* **Problem requirements**:
Please quote the data word for word, from its opening line through the line that contains "[[200, 220], [632, 321], [122, 224], [518, 199], [166, 217]]", both ends included.

* **Input records**:

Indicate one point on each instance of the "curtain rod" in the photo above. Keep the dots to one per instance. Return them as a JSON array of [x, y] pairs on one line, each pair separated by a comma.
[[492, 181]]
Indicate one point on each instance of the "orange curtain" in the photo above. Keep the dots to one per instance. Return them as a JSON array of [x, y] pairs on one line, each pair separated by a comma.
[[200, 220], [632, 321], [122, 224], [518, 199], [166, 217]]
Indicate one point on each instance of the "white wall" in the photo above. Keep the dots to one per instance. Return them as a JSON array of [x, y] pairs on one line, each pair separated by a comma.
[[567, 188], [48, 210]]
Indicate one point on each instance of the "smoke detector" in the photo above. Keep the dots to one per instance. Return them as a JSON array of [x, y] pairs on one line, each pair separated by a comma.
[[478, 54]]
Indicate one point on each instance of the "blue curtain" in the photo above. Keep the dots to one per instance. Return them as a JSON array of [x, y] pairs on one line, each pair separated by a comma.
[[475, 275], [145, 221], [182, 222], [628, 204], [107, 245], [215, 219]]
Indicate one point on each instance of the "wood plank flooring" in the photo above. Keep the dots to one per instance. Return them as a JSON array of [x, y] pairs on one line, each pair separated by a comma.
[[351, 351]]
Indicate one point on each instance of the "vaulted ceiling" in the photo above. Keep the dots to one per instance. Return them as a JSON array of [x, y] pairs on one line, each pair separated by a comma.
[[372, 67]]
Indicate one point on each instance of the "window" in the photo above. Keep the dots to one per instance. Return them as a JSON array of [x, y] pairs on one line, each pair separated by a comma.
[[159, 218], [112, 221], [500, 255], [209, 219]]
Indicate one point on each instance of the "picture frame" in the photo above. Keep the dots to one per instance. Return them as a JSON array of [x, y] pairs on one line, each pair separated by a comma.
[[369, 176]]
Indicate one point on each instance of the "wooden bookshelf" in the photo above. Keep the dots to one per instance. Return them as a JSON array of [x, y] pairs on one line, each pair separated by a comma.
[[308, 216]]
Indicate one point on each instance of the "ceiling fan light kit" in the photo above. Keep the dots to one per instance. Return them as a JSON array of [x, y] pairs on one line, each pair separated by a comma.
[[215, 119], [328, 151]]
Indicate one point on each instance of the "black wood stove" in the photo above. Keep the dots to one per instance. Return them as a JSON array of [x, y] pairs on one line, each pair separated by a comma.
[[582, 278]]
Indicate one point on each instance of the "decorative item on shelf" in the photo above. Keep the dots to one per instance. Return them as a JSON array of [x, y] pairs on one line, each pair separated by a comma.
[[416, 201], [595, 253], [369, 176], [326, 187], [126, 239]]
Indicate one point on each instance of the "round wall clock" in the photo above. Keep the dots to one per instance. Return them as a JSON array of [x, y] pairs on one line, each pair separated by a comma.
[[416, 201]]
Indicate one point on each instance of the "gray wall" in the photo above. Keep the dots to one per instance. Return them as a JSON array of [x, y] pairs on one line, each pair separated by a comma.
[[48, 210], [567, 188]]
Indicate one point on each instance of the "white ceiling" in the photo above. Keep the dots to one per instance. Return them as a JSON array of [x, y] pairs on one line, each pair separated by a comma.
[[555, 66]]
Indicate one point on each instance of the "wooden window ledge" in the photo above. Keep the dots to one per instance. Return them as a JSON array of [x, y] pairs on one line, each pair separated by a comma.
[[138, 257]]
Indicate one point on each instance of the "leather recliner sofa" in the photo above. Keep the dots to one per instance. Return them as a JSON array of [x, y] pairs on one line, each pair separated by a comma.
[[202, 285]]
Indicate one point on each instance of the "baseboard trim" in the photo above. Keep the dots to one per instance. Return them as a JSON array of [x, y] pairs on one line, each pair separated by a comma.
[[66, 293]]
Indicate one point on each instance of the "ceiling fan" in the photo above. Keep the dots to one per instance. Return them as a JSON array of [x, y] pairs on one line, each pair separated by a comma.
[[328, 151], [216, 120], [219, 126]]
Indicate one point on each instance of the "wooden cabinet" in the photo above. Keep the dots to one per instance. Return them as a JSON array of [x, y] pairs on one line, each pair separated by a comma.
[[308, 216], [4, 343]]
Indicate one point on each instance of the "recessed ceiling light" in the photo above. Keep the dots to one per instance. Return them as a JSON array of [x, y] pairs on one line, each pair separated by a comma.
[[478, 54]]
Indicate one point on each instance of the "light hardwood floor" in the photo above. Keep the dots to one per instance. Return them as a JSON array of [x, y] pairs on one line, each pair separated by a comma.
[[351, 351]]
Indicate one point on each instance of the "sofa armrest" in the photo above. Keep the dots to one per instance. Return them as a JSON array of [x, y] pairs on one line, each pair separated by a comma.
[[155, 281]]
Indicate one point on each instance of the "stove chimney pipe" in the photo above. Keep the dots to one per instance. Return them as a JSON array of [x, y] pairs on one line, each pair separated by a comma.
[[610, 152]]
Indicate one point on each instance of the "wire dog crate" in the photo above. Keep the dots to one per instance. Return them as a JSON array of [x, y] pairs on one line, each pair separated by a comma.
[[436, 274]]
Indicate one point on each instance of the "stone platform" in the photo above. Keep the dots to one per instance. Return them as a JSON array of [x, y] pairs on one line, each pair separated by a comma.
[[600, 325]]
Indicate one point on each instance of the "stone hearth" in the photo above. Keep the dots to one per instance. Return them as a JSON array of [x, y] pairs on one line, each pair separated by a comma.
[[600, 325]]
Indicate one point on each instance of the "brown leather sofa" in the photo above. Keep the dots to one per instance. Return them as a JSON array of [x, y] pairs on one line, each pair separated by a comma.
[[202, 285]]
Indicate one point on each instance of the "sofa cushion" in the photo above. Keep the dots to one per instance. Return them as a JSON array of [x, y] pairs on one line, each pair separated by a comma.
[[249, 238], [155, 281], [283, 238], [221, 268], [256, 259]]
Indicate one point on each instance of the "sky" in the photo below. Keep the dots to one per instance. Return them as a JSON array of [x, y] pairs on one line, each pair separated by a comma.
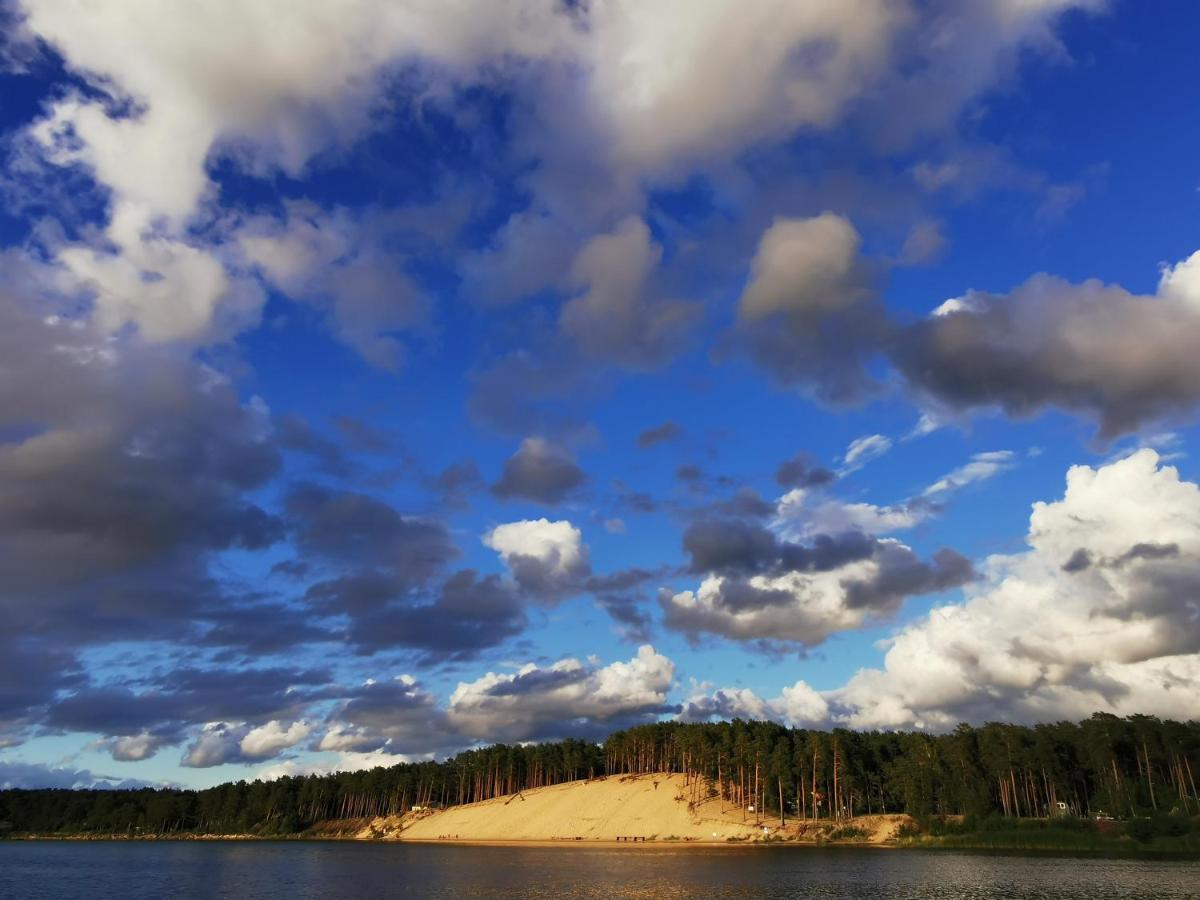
[[383, 379]]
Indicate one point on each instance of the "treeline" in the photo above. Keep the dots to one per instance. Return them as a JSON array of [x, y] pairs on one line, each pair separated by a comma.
[[1117, 767]]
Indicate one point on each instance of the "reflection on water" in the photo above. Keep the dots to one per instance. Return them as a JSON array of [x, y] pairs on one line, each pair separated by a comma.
[[101, 870]]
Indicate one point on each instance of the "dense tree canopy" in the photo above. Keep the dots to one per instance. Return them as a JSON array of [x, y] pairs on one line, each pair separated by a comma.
[[1120, 767]]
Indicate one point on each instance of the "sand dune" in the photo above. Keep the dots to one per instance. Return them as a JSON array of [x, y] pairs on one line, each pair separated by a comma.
[[652, 808]]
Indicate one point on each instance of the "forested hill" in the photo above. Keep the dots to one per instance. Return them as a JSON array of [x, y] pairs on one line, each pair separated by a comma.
[[1122, 767]]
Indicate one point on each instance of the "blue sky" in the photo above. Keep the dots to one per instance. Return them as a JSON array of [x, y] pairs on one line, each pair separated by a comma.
[[381, 383]]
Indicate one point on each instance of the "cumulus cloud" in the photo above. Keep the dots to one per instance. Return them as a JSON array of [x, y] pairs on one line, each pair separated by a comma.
[[125, 469], [798, 706], [541, 472], [221, 743], [545, 558], [233, 703], [618, 317], [33, 775], [863, 450], [807, 605], [568, 699], [347, 527], [982, 467], [1120, 636], [1095, 349], [808, 315], [802, 472], [659, 435], [341, 264], [799, 515], [393, 717]]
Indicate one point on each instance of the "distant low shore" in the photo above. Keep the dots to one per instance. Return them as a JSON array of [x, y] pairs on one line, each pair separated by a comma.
[[667, 810]]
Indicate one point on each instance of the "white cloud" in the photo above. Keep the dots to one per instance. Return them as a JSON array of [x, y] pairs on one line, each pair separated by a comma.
[[808, 606], [804, 267], [618, 316], [564, 699], [697, 78], [798, 706], [798, 517], [1181, 281], [220, 743], [863, 450], [269, 739], [1101, 612], [558, 546], [981, 468]]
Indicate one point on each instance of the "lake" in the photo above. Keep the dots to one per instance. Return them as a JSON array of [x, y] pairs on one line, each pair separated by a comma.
[[101, 870]]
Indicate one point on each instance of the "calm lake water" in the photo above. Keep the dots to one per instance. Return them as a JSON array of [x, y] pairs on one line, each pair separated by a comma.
[[96, 871]]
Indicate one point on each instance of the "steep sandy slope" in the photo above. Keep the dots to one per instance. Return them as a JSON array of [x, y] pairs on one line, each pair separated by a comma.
[[646, 807]]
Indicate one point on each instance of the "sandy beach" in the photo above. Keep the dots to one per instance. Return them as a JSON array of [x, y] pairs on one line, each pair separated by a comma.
[[635, 811]]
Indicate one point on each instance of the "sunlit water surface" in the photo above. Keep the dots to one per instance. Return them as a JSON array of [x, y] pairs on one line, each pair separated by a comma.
[[101, 870]]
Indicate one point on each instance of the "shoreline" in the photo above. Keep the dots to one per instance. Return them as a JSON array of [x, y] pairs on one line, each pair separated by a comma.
[[636, 846]]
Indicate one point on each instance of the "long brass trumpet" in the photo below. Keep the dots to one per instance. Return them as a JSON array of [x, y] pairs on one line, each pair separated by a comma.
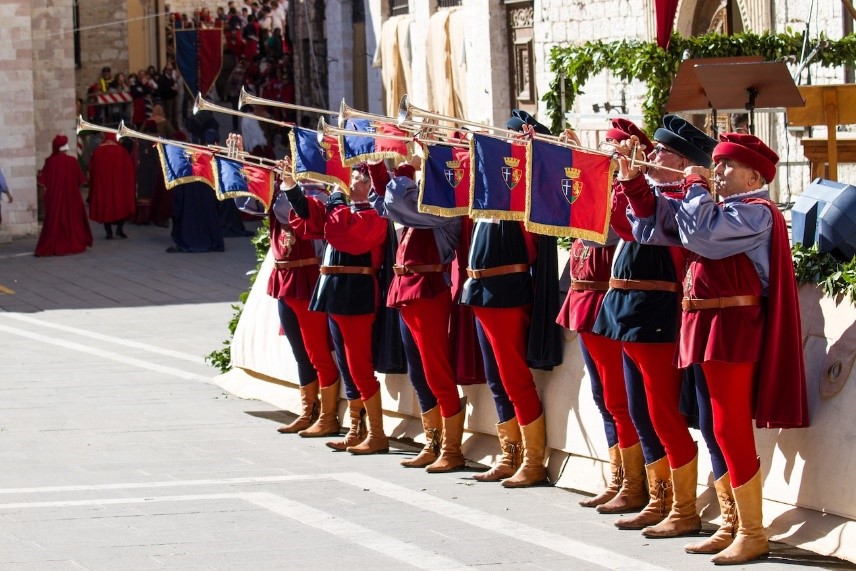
[[325, 129], [125, 131], [247, 98], [201, 104], [407, 111]]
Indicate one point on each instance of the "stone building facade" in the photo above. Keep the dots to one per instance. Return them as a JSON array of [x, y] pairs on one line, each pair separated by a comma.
[[502, 56]]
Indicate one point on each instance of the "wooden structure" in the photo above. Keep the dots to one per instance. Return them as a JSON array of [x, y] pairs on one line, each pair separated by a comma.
[[829, 105]]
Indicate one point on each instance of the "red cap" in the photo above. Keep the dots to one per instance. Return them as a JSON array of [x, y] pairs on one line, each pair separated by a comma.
[[58, 142], [622, 129], [748, 150]]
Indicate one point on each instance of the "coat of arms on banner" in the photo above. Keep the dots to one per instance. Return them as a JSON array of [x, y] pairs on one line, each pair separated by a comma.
[[571, 186], [510, 173]]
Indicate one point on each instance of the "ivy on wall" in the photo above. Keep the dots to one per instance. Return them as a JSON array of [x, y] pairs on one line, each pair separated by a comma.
[[646, 61]]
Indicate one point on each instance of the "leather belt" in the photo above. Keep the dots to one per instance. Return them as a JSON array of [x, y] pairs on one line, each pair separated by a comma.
[[588, 285], [689, 304], [329, 270], [497, 271], [644, 285], [407, 270], [289, 264]]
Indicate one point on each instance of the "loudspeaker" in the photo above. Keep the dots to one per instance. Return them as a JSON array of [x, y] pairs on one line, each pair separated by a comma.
[[825, 213]]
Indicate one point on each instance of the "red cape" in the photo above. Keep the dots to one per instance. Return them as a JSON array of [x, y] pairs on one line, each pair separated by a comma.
[[781, 398], [66, 226], [112, 195]]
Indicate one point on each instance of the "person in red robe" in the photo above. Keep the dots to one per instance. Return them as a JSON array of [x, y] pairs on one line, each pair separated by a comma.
[[66, 227], [111, 186]]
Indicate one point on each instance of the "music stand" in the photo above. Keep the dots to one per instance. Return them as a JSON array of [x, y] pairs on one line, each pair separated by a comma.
[[687, 93], [750, 86]]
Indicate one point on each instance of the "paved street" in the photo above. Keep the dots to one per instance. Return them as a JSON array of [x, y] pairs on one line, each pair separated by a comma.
[[119, 453]]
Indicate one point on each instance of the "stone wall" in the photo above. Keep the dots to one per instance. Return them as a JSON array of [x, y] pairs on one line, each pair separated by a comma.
[[37, 72], [103, 41]]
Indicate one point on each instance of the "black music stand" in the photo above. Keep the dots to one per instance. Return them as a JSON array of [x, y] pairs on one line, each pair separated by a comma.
[[750, 86], [687, 93]]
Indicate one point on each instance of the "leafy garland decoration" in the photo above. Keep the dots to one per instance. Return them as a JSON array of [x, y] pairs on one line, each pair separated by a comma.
[[646, 61], [222, 358]]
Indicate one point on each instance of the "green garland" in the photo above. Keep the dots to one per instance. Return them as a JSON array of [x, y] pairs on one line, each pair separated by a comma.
[[645, 61], [222, 358]]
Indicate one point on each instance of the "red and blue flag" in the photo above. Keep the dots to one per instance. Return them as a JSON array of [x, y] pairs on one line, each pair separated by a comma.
[[185, 164], [445, 186], [358, 148], [569, 192], [318, 160], [234, 179], [199, 57], [499, 178]]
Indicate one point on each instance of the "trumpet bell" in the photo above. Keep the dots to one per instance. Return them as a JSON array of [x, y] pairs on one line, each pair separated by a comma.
[[403, 110]]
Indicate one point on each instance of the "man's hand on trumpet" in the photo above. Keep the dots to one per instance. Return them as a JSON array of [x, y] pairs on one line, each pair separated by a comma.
[[624, 151]]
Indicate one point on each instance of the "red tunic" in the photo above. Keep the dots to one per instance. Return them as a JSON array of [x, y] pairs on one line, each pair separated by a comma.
[[66, 227], [111, 184], [417, 247], [731, 335], [286, 245], [592, 264]]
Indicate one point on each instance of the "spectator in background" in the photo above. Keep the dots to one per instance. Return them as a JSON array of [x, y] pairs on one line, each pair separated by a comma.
[[66, 227], [112, 196]]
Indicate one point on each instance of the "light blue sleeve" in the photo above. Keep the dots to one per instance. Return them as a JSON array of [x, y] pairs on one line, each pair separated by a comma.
[[660, 229], [717, 231]]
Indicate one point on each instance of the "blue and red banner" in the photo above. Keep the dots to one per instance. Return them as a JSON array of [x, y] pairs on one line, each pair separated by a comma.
[[233, 179], [182, 164], [499, 178], [445, 186], [357, 148], [569, 192], [314, 160], [199, 57]]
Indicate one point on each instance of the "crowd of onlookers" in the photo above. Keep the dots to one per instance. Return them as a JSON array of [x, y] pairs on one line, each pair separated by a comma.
[[256, 57]]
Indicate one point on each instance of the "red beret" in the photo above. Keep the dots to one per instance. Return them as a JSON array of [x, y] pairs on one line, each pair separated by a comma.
[[748, 150], [622, 129], [406, 169], [58, 142]]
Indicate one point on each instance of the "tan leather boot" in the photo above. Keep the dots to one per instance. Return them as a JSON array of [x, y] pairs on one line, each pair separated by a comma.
[[659, 497], [376, 442], [617, 475], [328, 421], [750, 543], [683, 518], [633, 494], [308, 408], [532, 471], [724, 536], [432, 425], [451, 457], [357, 432], [510, 443]]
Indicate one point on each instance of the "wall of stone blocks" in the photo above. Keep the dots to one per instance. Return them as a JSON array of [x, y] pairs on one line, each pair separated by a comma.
[[103, 41], [37, 74]]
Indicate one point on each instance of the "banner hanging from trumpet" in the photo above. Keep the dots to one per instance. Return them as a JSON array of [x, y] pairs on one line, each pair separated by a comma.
[[233, 179], [444, 189], [569, 192], [314, 160], [199, 57], [357, 149], [499, 179], [183, 164]]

* **Output of the exercise**:
Indicate one point on each instance of the "curtain rod" in the photo above. Keep the dots to one per instance. Return them as a JSON array of [x, y] pairs on one line, each pair separated by a comma.
[[492, 181]]
Indicate one point on each instance of the "orange curtain" in the photo above. Keep the dots to one per instance. Return them as a JSON array of [x, y] pairs on one line, each pair separated by a comma.
[[200, 220], [632, 321], [122, 224], [518, 199], [166, 217]]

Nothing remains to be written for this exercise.